======== Trecho do documento
Datas de Estreia: Nota:
Brasil Exterior Crítico Usuários
19/02/2023 19/02/2023 4 / 5 4 / 5
Distribuidora
HBO Max
Duração do filme
59 minuto(s)

The Last of Us - S01E06: Kin
The Last of Us - S01E06: Kin

Dirigido por Jasmila Žbanić. Roteiro de Craig Mazin. Com: Pedro Pascal, Bella Ramsey, Gabriel Luna, Rutina Wesley, Elaine Miles e Graham Greene.

Já apontei isso antes e repito: para uma série ambientada em um universo pós-apocalíptico povoado por criaturas similares a zumbis, The Last of Us demonstra uma notável facilidade em criar episódios inteiros nos quais os monstros jamais aparecem. Porém, longe de representar um problema, esta escolha dos showrunners Craig Mazin e Neil Druckmann denota – como também já mencionei – compreensão acerca daquilo que move o espectador a se envolver emocionalmente com uma obra: os personagens e suas trajetórias. Além disso, seria difícil reclamar da ausência dos zumbis depois do clímax do episódio passado, Endure and Survive, que preencheu a cota de vários capítulos.


(O restante deste texto contém spoilers.)

Equilibrando-se bem entre a ação e o desenvolvimento de seus heróis, The Last of Us abre este novo episódio com mais um flashback – desta vez, porém, dos momentos derradeiros do anterior, quando Henry (Lamar Johnson), devastado pela morte do irmão caçula, tirava a própria vida diante de Joel (Pascal) e Ellie (Ramsey). Trata-se de uma lembrança acertada por salientar o impacto daquele incidente sobre a dupla, cujas marcas poderão ser comprovadas através das recorrentes crises de pânico que paralisam o protagonista mesmo depois de finalmente reencontrar Tommy (Luna) não apenas seguro, mas vivendo numa comunidade que alcançou uma harmonia que em nada lembra as áreas de quarentena governadas pela FEDRA ou por milícias – como a de Kathleen (Melanie Lynskey) em Kansas City - que se opõem a esta.

Oferecendo mais uma oportunidade ao designer de produção John Paino para conceber um espaço ambicioso em seus detalhes, a pequena cidade de Jackson estabelece forte contraste com todos os ambientes vistos até então, remetendo a um vilarejo do mítico Velho Oeste norte-americano – mas coberto de neve e com uma árvore de Natal em seu centro. Contando com um centro comunitário (com direito a cinema), um pub, currais e casas com iluminação e água aquecida, Jackson é, para os padrões de The Last of Us, um paraíso. Governado por um comitê eleito democraticamente pelos cerca de 300 cidadãos e distribuindo seus recursos de acordo com a necessidade de cada um deles sob um sistema de propriedade coletiva, o lugarejo logo tem seu sistema de governo identificado por Joel, o que dá origem a uma interessante troca de diálogos:

Então é comunismo”, aponta o sujeito, levando o irmão (que já reside ali há um bom tempo e deveria estar a par disto) a contestar: “Não é bem assim” – o que, por sua vez, move Maria (Wesley), noiva de Tommy e uma das líderes locais, a intervir: “Literalmente é. É uma comuna; somos comunistas”. É um momento rápido, mas surpreendente em uma produção grandiosa de um dos principais canais a cabo norte-americanos, apontando como a resistência do rapaz em admitir o que era óbvio parte da pura vilificação do termo usado para identificar o sistema do qual ele fazia parte e aprovava. (E considerando a revolta que o maravilhoso episódio Long, Long Time inspirou nos espectadores mais conservadores, desconfio que esta passagem tampouco será bem recebida por estes.)
================
======== Dados extraídos
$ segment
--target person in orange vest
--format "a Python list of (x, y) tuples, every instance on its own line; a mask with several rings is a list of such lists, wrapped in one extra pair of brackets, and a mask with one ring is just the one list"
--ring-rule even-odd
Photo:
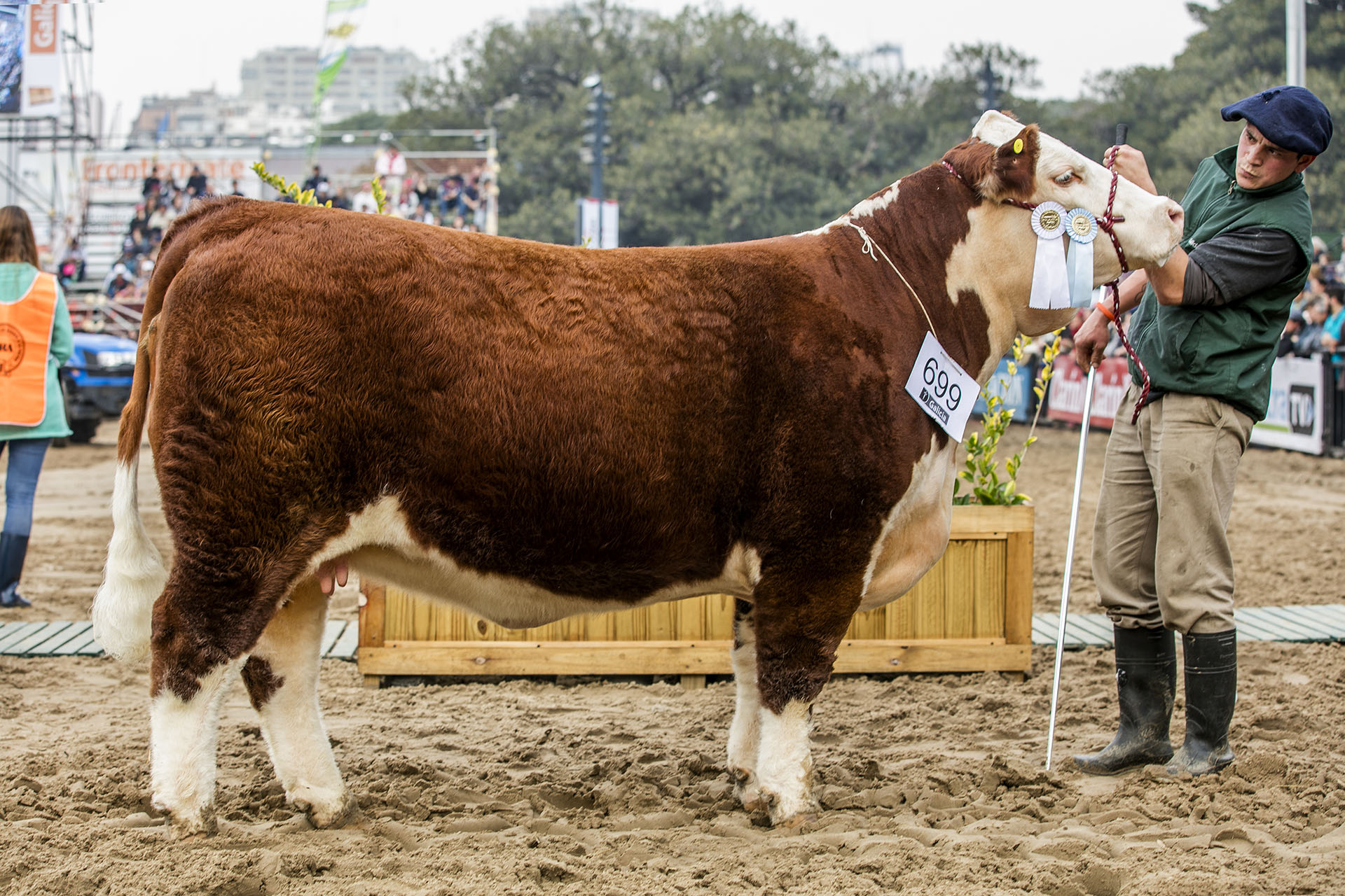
================
Exercício curto A = Na crítica do episódio, cerca de quantos cidadãos elegem o comitê que governa Jackson?
Exercício curto B = Devolva da crítica do episódio todo o trecho desde "Já apontei isso" até "deste texto contém spoilers.)".
Exercício curto C = De acordo com a crítica do episódio, por que o flashback que abre o episódio é uma lembrança acertada?
As entradas provêm de outra fonte.

Resposta escrita A = Cerca de 300 cidadãos.

Resposta escrita B =
Já apontei isso antes e repito: para uma série ambientada em um universo pós-apocalíptico povoado por criaturas similares a zumbis, The Last of Us demonstra uma notável facilidade em criar episódios inteiros nos quais os monstros jamais aparecem. Porém, longe de representar um problema, esta escolha dos showrunners Craig Mazin e Neil Druckmann denota – como também já mencionei – compreensão acerca daquilo que move o espectador a se envolver emocionalmente com uma obra: os personagens e suas trajetórias. Além disso, seria difícil reclamar da ausência dos zumbis depois do clímax do episódio passado, Endure and Survive, que preencheu a cota de vários capítulos.


(O restante deste texto contém spoilers.)

Resposta escrita C = O flashback mostra Henry tirando a própria vida diante de Joel e Ellie, e a lembrança salienta o impacto desse incidente sobre a dupla. As marcas dele aparecem nas recorrentes crises de pânico que paralisam o protagonista mesmo depois de reencontrar Tommy.